→ **Task list**:
**A)** In the passage below on the Generalized Entropy Method, how many evaluation index values were randomly generated within each evaluation grade?
**B)** Write a continuation of the passage below on the Generalized Entropy Method, starting right after its final sentence.

→ **Quoted passage**:
------------------------------------------------------------

Obviously, a closer distribution between the sample value of an index and the SEG indicates that the corresponding index should be given a larger weight [2,32]. According to the REV of each index, the entropy weight of each index is obtained by normalization in order to calculate the weighted comprehensive index (WCI), before the Generalized Entropy Method (GEM) is constructed.

For grading evaluation problems, the distribution of SEG constitutes the prior distribution of the comprehensive evaluation value [3,4]. For clustering evaluation problems, prior information of the SEG distribution cannot be found [2], so we could assume that SEG is uniformly distributed according to the principle of maximum entropy in the information theory.

In general, the purpose of this paper is to establish an assessment method to improve the discrimination degree of evaluation results. In this method, the relative entropy theory is used to measure the degree of proximity between the evaluation index series and the SEG series in order to calculate the weight of each index. The second part of this paper introduces the main steps of the GEM method and the two study areas of sustainable utilization of regional water resources. Section 3 shows the results of pretreatment, weight solution and evaluation, respectively. Section 4 discusses the rationality of GEM method evaluation results and the comparison with SP and other methods. This study is expected to provide guidance for coordinating the sustainability of regional water resources.

2. Materials and Methods

2.1. Generalized Entropy Method

The index system could be described as the matrix $X={(x_{ij})}_{ni\times nj}$, where x_ij is the evaluation index j in i-th region; n_j is the number of evaluation indices; and n_i is the total number of regions. The SEG could be described as $Y={(y_i)}_{ni}$, where y_i is the standard grade of i-th region.

There are only a few standard evaluation grade samples in the standard grade criteria, which are not enough to establish the evaluation function. The solution of this study is to use the Monte Carlo random method to produce standard evaluation samples according to the literature [15,33]. However, the premise of using the random method to generate evaluation samples is that the evaluation index should have an upper and lower interval in each evaluation grade. Therefore, within each evaluation grade, 10 evaluation index values were randomly generated by using uniform random numbers.

The process to establish the GEM model for the evaluation of RWRS included the following five steps.

------------------------------------------------------------

→ **Given records**:

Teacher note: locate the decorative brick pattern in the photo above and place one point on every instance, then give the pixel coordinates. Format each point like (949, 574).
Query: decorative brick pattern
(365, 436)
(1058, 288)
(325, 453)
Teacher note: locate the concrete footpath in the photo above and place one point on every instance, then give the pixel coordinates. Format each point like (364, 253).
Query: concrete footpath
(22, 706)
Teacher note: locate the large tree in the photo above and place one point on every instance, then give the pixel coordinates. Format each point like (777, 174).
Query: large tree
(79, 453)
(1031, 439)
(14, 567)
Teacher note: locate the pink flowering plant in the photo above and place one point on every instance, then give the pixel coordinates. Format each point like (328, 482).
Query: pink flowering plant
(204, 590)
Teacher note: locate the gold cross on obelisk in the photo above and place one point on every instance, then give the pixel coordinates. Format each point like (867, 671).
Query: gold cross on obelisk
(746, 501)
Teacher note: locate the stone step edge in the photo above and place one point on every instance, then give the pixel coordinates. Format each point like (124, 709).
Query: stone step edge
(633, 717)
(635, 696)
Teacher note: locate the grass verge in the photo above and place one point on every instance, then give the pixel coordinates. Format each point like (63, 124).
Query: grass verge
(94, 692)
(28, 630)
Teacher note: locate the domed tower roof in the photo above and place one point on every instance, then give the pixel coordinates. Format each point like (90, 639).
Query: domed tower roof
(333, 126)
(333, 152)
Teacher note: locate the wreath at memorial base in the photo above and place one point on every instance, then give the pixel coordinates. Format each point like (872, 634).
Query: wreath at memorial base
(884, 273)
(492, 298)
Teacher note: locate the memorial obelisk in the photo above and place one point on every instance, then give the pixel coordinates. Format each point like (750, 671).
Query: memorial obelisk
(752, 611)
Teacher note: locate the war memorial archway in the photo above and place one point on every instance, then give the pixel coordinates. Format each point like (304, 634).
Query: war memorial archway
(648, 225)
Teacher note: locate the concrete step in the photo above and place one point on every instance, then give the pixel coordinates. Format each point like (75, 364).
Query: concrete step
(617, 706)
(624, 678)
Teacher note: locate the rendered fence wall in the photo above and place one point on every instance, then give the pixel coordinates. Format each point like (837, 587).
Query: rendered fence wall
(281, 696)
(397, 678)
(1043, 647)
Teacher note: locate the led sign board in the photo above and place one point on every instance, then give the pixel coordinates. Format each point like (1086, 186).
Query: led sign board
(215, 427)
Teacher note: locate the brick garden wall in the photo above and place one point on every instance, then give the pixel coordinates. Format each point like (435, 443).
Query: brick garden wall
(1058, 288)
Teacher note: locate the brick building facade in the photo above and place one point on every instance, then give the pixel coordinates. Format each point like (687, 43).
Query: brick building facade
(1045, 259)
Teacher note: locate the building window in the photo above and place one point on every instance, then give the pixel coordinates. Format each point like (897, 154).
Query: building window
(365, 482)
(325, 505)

------------------------------------------------------------

→ **Answers to the exercise**:
**A)** 10, generated with uniform random numbers.

**B)**
Step 1: Data preprocessing

In this step, the data of the evaluation system will first be consistently processed, before being normalized. Firstly, all indicators are processed into consistent data of the same direction. For example, for the j-th indicator, the smaller the better type is; for other indicators, the bigger the better type is. Thus, the indicator j can be treated as the bigger the better type, which is consistent with other indicators as described in Equation (1).

$$r_{ij}=\frac{\max \left(x_{ij}\right)}{x_{ij}}\left(i=1,2,\cdots ,n_i\right)$$

(1)

where, $r_{ij}$ represents the processed evaluation data of the i-th sample under the j-th index respectively; max(x_ij) represents the maximum value of each sample in the j-th index. It needs to be noted that the indicators of the bigger the better type are not needed to process by Equation (1). After the consistency processing, all the indicators become the bigger the better type.

In order to calculate the relative entropy value (REV), it is necessary to normalize the consistent indexes series x_ij and the SEG y_i series. The normalization value of the i-th sample under j-th index p_ij can be calculated as:

$$p_{ij}=\frac{r_{ij}}{{\sum }_{k=1}^{n_i}{r}_{kj}}\left(i=1,2,\cdots ,n_i;j=1,2,\cdots ,n_j\right)$$

(2)

The normalization value of the i-th sample of SEG_i can be calculated as:

$$SE{G}_i=\frac{y_i}{Sum\_y} (i=1,2,\cdots ,n_i)$$

(3)

where Sum_y is the sum of the standard grade y_i.

Step 2: Weight calculation of each indicators

First, the REV of each index is calculated. The approximate extent of the standard sample series p_ij and series SEG_i under the index j, REV_j, can be calculated according to relative entropy [31].

$$RE{V}_j={\displaystyle \sum _{i=1}^{ni}{p}_{ij}\log \left(\frac{p_{ij}}{SE{G}_i}\right)} (j=1,2,\cdots ,n_j)$$

(4)

When the j-th sample series distribution p_ij is the closest to that of the SEG series SEG_i, REV_j is the smallest. This indicates that the index has a greater weight in the comprehensive evaluation system and 1-REV_j could be regarded as an important degree of the j-th index [34]. Therefore, the weight value of the j-th index w_j can be calculated as:

$$w_j=\frac{1-RE{V}_j}{{\displaystyle \sum _{j=1}^{nj}(1-RE{V}_j)}}$$

(5)

Step 3: Calculation of the weighted comprehensive index (WCI)

The formula for the WCI of the i-th standard evaluation sample is describes as follows:

$$WC{I}_i={\displaystyle \sum _{j=1}^{nj}{w}_j{p}_{ij}}$$

(6)

where p_ij is the standard evaluation sample data. However, Equation (6) can also be used for the sample to be evaluated when the regional water resource sustainability evaluation is carried out.

Step 4: Determination of the evaluation function

WCI is a composite index that ranges from 0 to 1, which cannot yet correspond to specific sustainability levels. In order to determine the sustainability grade value of the regional water resources to be evaluated, it is also necessary to establish the mapping relationship between the series of WCI_i and SEG_i, which is called the regional sustainability index SEG_i = f(WCI_i). By observing the scatter distribution relation between the WCI_i and SEG_i series, the polynomial curve or logistic curve can be used for curve fitting. In this paper, the cubic polynomial curve was used for simple calculation [16].

$$SEG=a+bWCI+cWC{I}^2+dWC{I}^3$$

(7)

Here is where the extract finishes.